• **TEXT PROVIDED**:
Deviations in the sequence of portions from the images may be
analyzed to determine the motion associated with that particular
portion of the image.
[0049] As described herein, a sequence of images is a set of images
obtained one after the other by the camera coupled to the device,
in that order, but are not limited to images obtained by utilizing
every consecutive image in a sequence of images. For example, in
detecting the motion associated with a sequence of images, from a
consecutive set of images containing the set of images 1, 2, 3, 4,
5, 6, 7, 8, and 9, the image processing technique may choose to
obtain or utilize the sequential images 2, 6 and 9 in determining
the motion associated with different portions of the image.
[0050] In one aspect, a portion of the image may be sub-frames,
wherein the sub-frames are groupings of pixels that are related by
their proximity to each other, as depicted in FIG. 5(B). In other
aspects, portions of the image analyzed using image processing for
detecting motion can be features like corners and edges. Techniques
such as scale invariant features transform (SIFT) can be used to
identify such features as portions of the images. Alternately,
optical flow or other suitable image statistics can be measured in
different parts of the image and tracked across frames.
[0051] Motion detected using the sensor (5(A)) and motion detected
using image processing techniques for each portion of the image
(502) are compared to find a portion from the image which is most
similar (504) to the motion detected using the sensor (5(A)). The
portion of the image with the most similarity to the motion
detected using the sensor is identified as the stationary portion
from the image. One or more portions may be identified as
stationary portions in the image. The comparison between the motion
from the sensor and the motion from the portions of the image for
similarity may be a correlation, sum of absolute differences or any
other suitable means.
[0052] Referring back to FIG. 1, in the scene the mountain range
106 is stationary. Traditional techniques may not identify the
mountain range 106 as a stationary object in the video frame due to
the motion contributed by the capturing device. However, even
though the image obtained would have motion associated with the
mountain ranges 106, the above described technique would identify
the mountain ranges as stationary objects.

• **EXERCISE GOAL**: Reproduce the motion-detection text word for word, beginning at the words "[0052] Referring back" and stopping after "as stationary objects.".

• **EXCERPTED DATA**:

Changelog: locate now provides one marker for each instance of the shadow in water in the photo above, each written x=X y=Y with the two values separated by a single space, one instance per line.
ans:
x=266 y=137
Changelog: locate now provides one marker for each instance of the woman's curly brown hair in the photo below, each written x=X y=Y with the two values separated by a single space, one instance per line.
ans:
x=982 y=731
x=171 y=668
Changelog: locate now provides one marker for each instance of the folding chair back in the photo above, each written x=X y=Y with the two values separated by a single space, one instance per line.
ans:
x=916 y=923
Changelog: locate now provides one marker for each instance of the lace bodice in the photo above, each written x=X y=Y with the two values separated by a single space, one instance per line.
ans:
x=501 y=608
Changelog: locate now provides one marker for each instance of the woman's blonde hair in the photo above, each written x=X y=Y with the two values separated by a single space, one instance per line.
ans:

• **FINAL RESULT**:
[0052] Referring back to FIG. 1, in the scene the mountain range
106 is stationary. Traditional techniques may not identify the
mountain range 106 as a stationary object in the video frame due to
the motion contributed by the capturing device. However, even
though the image obtained would have motion associated with the
mountain ranges 106, the above described technique would identify
the mountain ranges as stationary objects.